## Instructions for the task
Set down the entries below word for word, line by line, leaving out the pictures.

## Records shown
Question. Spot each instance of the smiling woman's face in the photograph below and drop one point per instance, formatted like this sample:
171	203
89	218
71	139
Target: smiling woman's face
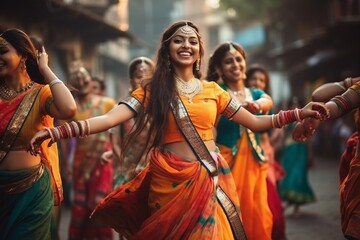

## Response to this task
Question. Spot each instance of the smiling woman's face in the photograph below and drop one point per instance, formatted like this sample:
171	203
89	218
71	139
Target: smiling woman's face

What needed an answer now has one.